[DATASET CONTENT]
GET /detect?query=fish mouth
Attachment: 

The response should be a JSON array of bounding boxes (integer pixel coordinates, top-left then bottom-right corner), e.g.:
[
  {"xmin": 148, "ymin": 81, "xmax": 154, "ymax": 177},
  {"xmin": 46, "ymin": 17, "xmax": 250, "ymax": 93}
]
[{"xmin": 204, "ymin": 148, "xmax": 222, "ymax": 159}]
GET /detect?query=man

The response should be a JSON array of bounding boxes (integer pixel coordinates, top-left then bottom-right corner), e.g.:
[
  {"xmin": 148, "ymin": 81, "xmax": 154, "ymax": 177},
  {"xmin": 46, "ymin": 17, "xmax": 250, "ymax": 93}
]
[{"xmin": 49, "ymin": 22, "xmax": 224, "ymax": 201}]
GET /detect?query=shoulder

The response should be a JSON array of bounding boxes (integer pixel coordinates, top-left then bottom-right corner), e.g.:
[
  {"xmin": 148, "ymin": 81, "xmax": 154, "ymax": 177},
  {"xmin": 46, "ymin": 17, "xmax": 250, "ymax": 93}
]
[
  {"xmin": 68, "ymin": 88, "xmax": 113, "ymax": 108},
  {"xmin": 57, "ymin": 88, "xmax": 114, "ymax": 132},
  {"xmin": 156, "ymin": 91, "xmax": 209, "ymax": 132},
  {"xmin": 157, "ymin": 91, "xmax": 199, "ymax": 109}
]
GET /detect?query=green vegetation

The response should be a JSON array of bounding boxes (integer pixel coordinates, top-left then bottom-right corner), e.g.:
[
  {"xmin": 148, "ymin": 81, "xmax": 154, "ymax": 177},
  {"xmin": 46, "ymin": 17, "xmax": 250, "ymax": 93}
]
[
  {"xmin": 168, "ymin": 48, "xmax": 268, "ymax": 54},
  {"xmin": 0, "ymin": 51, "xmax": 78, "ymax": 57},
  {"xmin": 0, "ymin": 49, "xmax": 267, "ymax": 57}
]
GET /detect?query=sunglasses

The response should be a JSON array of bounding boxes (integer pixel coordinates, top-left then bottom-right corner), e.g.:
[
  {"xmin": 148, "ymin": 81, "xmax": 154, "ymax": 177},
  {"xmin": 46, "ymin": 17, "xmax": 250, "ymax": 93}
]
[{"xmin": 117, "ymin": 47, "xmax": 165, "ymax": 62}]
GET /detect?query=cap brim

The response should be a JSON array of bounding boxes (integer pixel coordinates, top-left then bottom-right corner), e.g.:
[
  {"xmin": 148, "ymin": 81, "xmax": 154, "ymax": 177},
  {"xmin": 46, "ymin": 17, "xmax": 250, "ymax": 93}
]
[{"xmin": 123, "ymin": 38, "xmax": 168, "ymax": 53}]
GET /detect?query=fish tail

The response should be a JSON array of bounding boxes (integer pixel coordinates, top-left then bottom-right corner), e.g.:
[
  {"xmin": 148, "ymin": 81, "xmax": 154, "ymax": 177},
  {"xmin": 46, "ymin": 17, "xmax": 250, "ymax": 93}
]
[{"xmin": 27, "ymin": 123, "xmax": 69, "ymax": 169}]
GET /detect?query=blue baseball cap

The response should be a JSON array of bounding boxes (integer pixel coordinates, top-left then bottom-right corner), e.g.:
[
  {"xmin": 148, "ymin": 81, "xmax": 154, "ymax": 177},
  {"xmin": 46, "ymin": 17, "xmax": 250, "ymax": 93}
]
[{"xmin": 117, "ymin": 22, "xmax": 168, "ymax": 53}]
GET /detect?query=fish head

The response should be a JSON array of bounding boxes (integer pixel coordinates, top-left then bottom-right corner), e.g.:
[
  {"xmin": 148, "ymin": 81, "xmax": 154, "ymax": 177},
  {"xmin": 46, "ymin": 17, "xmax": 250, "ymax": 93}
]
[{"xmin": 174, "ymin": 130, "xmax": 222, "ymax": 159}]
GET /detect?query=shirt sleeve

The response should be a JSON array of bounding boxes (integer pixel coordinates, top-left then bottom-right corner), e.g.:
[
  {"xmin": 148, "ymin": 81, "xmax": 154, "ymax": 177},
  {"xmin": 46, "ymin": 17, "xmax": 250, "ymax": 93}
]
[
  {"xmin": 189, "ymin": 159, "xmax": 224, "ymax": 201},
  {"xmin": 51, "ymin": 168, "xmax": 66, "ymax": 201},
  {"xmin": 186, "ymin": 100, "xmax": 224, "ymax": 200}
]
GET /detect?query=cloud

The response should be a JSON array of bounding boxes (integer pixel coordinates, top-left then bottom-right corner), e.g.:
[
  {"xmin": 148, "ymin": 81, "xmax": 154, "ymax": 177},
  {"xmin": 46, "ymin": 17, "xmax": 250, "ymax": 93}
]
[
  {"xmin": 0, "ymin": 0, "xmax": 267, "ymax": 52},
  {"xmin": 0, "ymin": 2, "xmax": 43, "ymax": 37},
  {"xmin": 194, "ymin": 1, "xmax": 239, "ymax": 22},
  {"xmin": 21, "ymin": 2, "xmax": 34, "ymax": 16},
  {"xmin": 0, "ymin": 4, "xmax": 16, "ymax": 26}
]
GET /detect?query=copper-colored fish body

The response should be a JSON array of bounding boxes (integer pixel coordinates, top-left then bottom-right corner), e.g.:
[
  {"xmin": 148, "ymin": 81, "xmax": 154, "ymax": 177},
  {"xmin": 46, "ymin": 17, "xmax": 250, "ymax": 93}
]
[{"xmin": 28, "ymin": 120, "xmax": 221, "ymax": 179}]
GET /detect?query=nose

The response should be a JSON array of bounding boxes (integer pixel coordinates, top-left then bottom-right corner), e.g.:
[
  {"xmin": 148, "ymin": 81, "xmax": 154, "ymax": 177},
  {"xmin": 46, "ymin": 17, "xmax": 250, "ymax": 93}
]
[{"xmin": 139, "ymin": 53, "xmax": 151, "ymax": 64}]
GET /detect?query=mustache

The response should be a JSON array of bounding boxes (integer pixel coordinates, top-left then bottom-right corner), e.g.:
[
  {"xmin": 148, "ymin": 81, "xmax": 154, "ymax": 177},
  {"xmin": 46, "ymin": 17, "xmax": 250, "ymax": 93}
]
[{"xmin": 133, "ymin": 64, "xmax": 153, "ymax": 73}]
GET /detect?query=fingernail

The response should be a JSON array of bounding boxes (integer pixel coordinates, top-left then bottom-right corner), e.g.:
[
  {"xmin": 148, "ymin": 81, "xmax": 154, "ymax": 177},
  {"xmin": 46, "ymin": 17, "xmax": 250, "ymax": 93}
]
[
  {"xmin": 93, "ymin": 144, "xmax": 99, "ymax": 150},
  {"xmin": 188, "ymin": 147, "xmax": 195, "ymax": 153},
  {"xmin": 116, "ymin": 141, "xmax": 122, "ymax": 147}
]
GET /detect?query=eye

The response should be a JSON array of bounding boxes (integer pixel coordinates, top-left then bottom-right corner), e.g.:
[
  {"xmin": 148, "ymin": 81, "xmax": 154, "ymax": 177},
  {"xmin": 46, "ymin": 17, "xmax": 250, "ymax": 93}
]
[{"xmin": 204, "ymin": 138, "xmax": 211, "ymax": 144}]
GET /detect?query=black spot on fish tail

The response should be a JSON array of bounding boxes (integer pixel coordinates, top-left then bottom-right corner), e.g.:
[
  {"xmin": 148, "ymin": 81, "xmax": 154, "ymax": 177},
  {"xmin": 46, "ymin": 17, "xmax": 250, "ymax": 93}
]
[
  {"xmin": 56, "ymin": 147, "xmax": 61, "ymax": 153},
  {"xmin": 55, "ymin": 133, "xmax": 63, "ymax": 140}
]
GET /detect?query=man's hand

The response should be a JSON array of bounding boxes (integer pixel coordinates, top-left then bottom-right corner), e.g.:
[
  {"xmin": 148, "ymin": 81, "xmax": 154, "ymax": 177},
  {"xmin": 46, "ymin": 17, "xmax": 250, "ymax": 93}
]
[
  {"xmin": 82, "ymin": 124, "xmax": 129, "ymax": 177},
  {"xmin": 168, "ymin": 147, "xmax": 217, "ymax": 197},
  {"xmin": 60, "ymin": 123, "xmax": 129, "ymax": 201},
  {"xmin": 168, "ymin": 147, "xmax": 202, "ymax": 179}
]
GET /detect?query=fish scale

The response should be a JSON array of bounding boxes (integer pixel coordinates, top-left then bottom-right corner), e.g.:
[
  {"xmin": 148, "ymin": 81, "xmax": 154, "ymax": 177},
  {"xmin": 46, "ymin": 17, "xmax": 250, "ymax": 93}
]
[/DATASET CONTENT]
Please copy out each line of the material that holds the string "tail".

GET /detect?query=fish tail
GET /detect?query=black spot on fish tail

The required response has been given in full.